Description of the task: Reproduce the records below exactly; the images should not appear.

---*---

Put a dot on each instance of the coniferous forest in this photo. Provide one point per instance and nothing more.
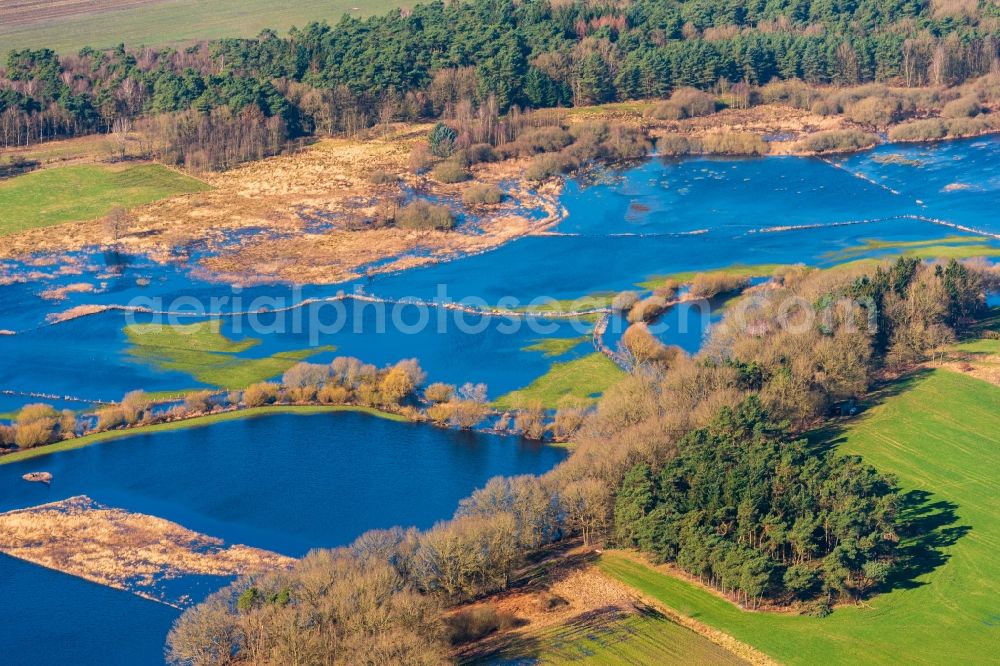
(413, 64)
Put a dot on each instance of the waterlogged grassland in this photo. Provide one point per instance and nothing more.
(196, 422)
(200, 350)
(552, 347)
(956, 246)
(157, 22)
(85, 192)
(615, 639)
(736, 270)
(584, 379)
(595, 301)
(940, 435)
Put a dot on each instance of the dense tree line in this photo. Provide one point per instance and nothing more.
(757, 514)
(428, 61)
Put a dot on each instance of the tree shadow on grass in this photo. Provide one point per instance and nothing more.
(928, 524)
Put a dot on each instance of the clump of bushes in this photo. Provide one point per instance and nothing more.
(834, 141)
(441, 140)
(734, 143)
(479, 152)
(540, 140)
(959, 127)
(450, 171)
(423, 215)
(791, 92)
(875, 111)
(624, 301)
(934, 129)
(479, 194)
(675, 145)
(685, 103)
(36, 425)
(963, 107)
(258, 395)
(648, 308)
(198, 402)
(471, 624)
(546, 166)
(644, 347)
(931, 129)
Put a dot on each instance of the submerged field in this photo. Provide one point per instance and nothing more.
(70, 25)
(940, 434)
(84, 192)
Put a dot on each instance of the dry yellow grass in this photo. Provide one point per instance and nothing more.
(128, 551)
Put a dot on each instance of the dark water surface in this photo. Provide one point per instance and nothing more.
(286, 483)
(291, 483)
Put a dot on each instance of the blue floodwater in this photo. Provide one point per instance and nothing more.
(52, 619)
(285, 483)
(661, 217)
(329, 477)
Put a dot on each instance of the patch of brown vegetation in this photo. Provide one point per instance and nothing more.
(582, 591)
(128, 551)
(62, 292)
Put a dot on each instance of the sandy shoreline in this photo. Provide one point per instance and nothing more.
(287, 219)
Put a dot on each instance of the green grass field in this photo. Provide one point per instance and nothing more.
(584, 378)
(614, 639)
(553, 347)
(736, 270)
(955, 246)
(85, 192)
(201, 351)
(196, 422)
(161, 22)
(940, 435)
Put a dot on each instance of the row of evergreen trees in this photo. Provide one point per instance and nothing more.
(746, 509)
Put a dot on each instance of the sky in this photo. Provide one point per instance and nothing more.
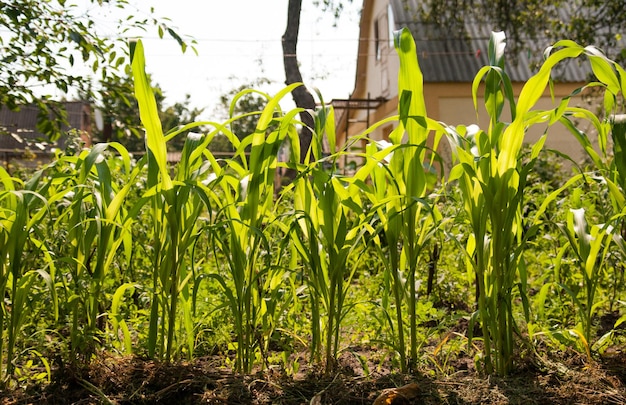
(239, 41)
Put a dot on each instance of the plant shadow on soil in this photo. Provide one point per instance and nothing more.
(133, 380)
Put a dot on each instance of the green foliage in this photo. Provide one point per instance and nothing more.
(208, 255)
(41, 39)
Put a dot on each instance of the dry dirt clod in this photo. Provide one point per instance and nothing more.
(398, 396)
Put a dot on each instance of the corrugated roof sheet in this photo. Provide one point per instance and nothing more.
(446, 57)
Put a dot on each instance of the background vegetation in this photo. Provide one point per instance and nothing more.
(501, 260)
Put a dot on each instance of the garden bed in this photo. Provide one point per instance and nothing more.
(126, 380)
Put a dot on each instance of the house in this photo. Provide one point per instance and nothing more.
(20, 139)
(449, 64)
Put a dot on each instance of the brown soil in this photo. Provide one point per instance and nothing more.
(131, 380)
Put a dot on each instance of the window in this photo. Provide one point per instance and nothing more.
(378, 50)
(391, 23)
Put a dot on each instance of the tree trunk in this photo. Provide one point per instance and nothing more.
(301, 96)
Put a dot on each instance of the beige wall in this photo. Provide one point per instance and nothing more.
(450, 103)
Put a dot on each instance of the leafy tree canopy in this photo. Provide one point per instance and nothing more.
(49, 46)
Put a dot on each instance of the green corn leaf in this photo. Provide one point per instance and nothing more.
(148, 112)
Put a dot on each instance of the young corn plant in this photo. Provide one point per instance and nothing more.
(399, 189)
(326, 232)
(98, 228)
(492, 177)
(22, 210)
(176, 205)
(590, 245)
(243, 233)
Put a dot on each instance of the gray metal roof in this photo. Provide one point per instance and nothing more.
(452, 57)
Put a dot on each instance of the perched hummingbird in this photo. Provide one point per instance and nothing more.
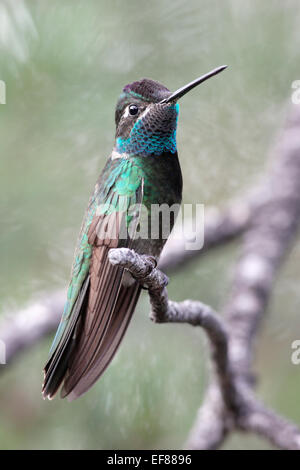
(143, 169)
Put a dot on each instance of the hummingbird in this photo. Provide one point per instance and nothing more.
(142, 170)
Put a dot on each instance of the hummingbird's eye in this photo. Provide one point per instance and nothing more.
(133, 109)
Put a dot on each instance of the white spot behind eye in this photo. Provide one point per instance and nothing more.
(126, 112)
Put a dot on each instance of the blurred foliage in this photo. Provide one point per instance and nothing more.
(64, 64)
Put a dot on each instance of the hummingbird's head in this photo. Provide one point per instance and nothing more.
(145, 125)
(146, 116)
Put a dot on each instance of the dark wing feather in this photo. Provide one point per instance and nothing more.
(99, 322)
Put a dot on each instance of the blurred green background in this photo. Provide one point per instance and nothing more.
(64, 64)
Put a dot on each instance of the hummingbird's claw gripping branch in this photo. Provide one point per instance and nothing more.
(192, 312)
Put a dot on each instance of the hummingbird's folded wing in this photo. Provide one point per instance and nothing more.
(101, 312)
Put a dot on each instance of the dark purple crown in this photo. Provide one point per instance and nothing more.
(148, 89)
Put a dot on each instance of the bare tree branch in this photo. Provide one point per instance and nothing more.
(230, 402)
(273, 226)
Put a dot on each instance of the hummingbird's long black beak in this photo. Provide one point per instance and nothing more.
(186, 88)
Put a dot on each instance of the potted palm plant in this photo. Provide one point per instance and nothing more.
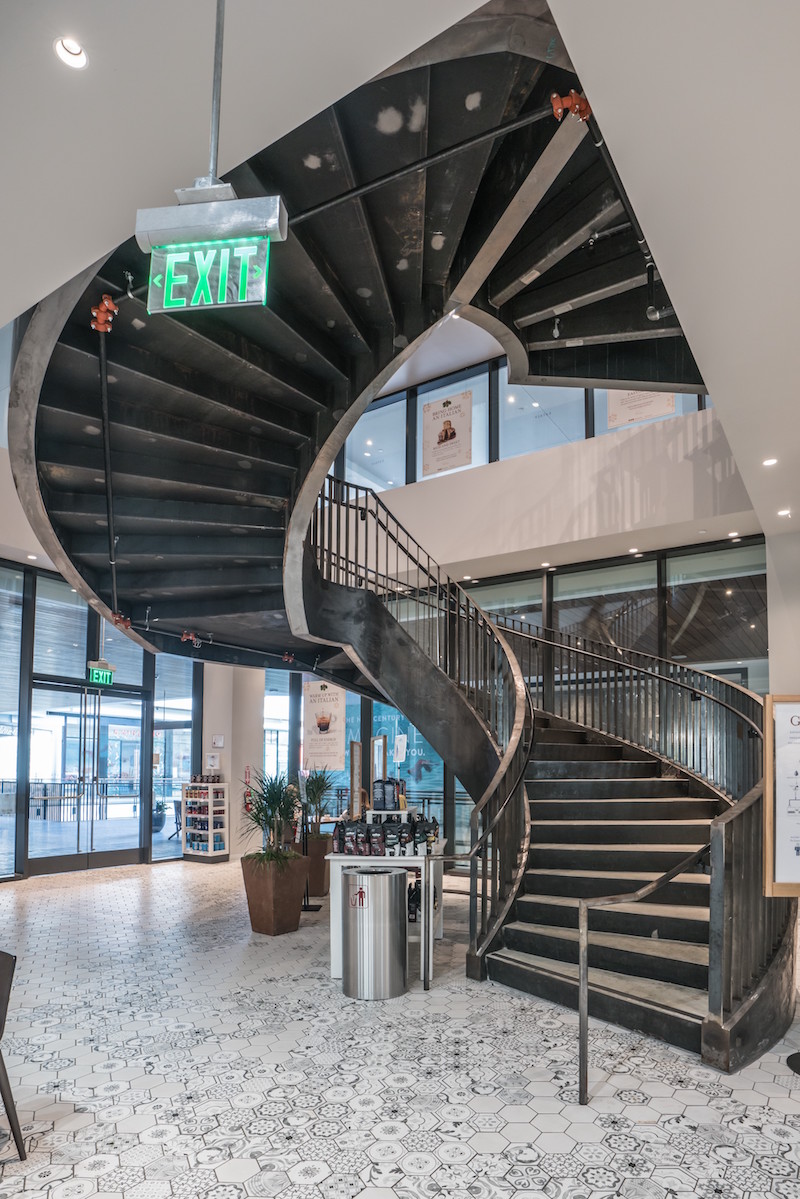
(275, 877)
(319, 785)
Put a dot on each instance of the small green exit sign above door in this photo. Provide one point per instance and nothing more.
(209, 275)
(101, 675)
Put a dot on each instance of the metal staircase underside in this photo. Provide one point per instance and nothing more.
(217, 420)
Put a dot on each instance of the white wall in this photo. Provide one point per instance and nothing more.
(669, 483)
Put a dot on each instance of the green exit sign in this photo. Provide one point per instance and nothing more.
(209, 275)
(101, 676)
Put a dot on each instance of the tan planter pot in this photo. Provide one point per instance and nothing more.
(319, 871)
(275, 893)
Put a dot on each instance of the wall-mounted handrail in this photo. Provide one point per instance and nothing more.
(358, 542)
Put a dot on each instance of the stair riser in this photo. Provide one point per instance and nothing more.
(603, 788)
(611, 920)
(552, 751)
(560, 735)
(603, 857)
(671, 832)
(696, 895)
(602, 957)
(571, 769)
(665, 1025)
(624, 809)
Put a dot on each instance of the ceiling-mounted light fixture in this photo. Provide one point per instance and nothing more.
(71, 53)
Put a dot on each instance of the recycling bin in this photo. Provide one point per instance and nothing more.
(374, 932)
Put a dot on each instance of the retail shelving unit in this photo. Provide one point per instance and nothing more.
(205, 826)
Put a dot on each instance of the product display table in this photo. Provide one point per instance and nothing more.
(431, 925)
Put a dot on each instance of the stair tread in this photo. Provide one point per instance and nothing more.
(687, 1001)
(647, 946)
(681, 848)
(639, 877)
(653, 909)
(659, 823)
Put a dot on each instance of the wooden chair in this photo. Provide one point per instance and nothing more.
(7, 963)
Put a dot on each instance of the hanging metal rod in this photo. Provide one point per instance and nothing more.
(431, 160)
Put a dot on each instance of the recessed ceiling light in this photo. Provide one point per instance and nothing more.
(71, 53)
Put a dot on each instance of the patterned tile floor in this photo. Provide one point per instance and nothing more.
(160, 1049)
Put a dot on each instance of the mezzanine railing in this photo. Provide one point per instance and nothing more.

---*---

Exercise output:
Put a dot on each instance of the coniferous forest in this photo. Provide one point per instance and nothing more.
(413, 64)
Put a dot on each instance of the waterlogged grassland in this photo. Provide one point per instance and nothing more.
(196, 422)
(200, 350)
(552, 347)
(956, 246)
(157, 22)
(85, 192)
(615, 639)
(736, 270)
(584, 379)
(595, 301)
(940, 435)
Put a dot on each instance of the dense tree line in this photo. Provide one point per instance and nothing more.
(757, 514)
(428, 61)
Put a dot on each instance of the tree shadow on grass in this photo. Provide one point per instance and nothing more.
(928, 524)
Put a dot on each instance of the clump of bushes in this photo. Provide one point per instance and nothing more.
(834, 141)
(441, 140)
(734, 143)
(479, 152)
(540, 140)
(959, 127)
(450, 171)
(423, 215)
(791, 92)
(875, 111)
(624, 301)
(934, 129)
(479, 194)
(675, 145)
(685, 103)
(36, 425)
(963, 107)
(258, 395)
(648, 308)
(198, 402)
(471, 624)
(546, 166)
(644, 347)
(931, 129)
Put a dot on each instance of the submerged field in this photo. Provide one point per instance and nothing more.
(70, 25)
(940, 434)
(84, 192)
Put a dot on each instance of the dry yellow grass in this photo. Provide one point per instance and nothing more.
(128, 551)
Put a dot on each instance of the dark water surface in this photo. Provide one point per instance and nothing more.
(286, 483)
(291, 483)
Put a dot on each instance of the blue floodwater in this photo. Provide one point per instance and nothing more.
(52, 619)
(285, 483)
(661, 217)
(329, 477)
Put a dot on each instance of the patch of brown vegetation in this photo. Provide one point per instance and nothing more.
(582, 591)
(128, 551)
(62, 292)
Put a dot on each instance of the sandy shoreline in this photo. Provide one point per instance and nothing more.
(287, 219)
Put a dot on each instance of the green grass field in this photo. Provide one point per instance and nothing more.
(584, 378)
(614, 639)
(553, 347)
(736, 270)
(955, 246)
(85, 192)
(201, 351)
(196, 422)
(161, 22)
(940, 435)
Put a dot on each instance of the row of evergreen trees in this photo. Provide one point per instance and nothing more.
(746, 509)
Put a dot on each instance of the sky in this photo. Provide one point per instance and nothing more.
(239, 41)
Put a dot on each instance of the plant shadow on soil in this photo. Provide one point per instance and nothing more.
(133, 380)
Put a dot on each instance of the green foliage in this photo. Provide one point per instance and nothing more.
(208, 255)
(41, 39)
Put a dot on each instance of the dry dirt clod in this photo. Provide one point per instance and nothing more.
(398, 396)
Put a dot on each instance of the corrugated roof sheet in this photo. Provide one point per instance and nothing more.
(446, 57)
Put a dot on each instance of the background vegetation in this photo. Provide one point per instance and nothing more.
(501, 260)
Put a dot on each instance of the garden bed in this photo. Provide one point per instance and nothing more.
(126, 380)
Put a dot on each instance of the house in this photo. Provide one point per instance and nothing more.
(20, 139)
(449, 64)
Put a dot on each instance of the brown soil in this photo. Provide one point per instance and nothing more.
(131, 380)
Put a dot on each instance of the window in this photo. Provide one point per instance and nothing more.
(378, 50)
(391, 23)
Put a dot on each instance of the tree trunk in this photo. Provide one point per instance and nothing more.
(301, 96)
Put a dot on each instance of the beige wall in this photo. Provide one point per instance and nothing more.
(450, 103)
Put a dot on each instance of the leafy tree canopy in this photo. Provide one point per instance and nothing more.
(49, 46)
Put a dot on each instance of the green corn leaf in this photo. Provide one point per instance and nothing more.
(148, 112)
Put a dot on each instance of the young corn plant in this photo. Provide one point per instance and nothing more.
(399, 189)
(326, 232)
(98, 228)
(492, 177)
(22, 210)
(176, 205)
(590, 245)
(243, 233)
Put a dot on each instance of the gray metal roof in this photo. Provide one point per instance and nothing more.
(452, 57)
Put a dot on each instance of the perched hummingbird in this photo. Provide one point per instance and nothing more.
(143, 169)
Put a dot on each instance of the hummingbird in this photo. Provide one point per instance and nothing more.
(142, 170)
Put a dot on each instance of the hummingbird's eye in this photo. Provide one point per instance and nothing more.
(133, 109)
Put a dot on each instance of the white spot behind eye in this photo. Provide one point per instance and nothing more.
(126, 112)
Put a dot on each instance of the blurred foliage in this photo. Provide one point per instance and nothing more.
(64, 64)
Put a dot on each instance of the hummingbird's head in this photo. Provide one point per instance and nothing more.
(145, 125)
(146, 116)
Put a dot on each instance of the dark wing feather in this photo. Provide one point per instance and nothing more.
(99, 322)
Put a dot on each instance of the blurred green background in this photo. Provide one point per instance and nothing more.
(64, 64)
Put a dot on each instance of the hummingbird's claw gripping branch in this photo. Provide one point per instance and nothing more.
(192, 312)
Put a dot on each instance of the hummingbird's folded wing in this photo. Provide one point per instance and nothing more.
(101, 312)
Put a dot on each instance of the dark purple crown in this photo. Provide one point per instance and nothing more.
(148, 89)
Put a dot on each instance of the bare tree branch in this photo. Provide one point per instance and nothing more.
(230, 402)
(273, 226)
Put a dot on each instance of the hummingbird's long black beak in this photo. Provide one point per instance and nothing more.
(186, 88)
Put a dot on each instance of the potted palm plant in this photo. Provide one point per instance and nothing more.
(275, 877)
(319, 785)
Put a dot on each instance of the small green exit sign above door in this photo. Provide one point per instance and nothing more.
(209, 275)
(101, 675)
Put a dot on each instance of the metal staircase underside in this photo. Provide one point per instance and nothing more.
(217, 420)
Put a dot on each instance of the white wall in this photo. Provide one point per instance and nothing more.
(669, 483)
Put a dot on each instance of the green exit sign in this photo. Provide one point per instance and nothing more.
(209, 275)
(101, 676)
Put a dot on each instance of the tan planter pot in this photo. Provide one point per instance and nothing more.
(319, 871)
(275, 893)
Put a dot on each instance of the wall-mounted handrail in this photo. Provide one point per instance and nothing more.
(358, 542)
Put a dot on each instance of the stair riser in this photo. Provide one point per instance and nothing more.
(603, 788)
(611, 920)
(552, 751)
(560, 735)
(603, 857)
(671, 832)
(696, 895)
(602, 957)
(571, 769)
(665, 1025)
(624, 809)
Put a dot on each instance of the ceiling-mounted light fixture in this photo. Provide one point per instance and nothing more.
(71, 53)
Put a dot on each instance of the recycling bin in this photo. Provide one point per instance and nothing more.
(374, 932)
Put a dot on each instance of the retail shelving unit in this photo. Provide one point per instance and nothing more.
(205, 826)
Put a dot on each instance of the product display table in this photo. Provide one point per instance and nothing more.
(431, 925)
Put a dot on each instance of the stair tread in this photo. Provide one point per instance and nothing more.
(687, 1001)
(647, 946)
(681, 848)
(639, 877)
(653, 909)
(659, 823)
Put a dot on each instance of the wooden chair in this photo. Provide one point per instance and nothing more.
(7, 963)
Put a dot on each instance of the hanging metal rod in this photo. Provide one point per instance and nothing more.
(431, 160)
Put a dot on each instance of the recessed ceiling light in this photo. Provide one point per instance and nothing more.
(71, 53)
Put a dot on each instance of the patterned tile floor in this photo. Provide one point per instance and nothing more.
(160, 1049)
Put a dot on each instance of the mezzanine railing in this photo. Provide one point per instance and nothing more.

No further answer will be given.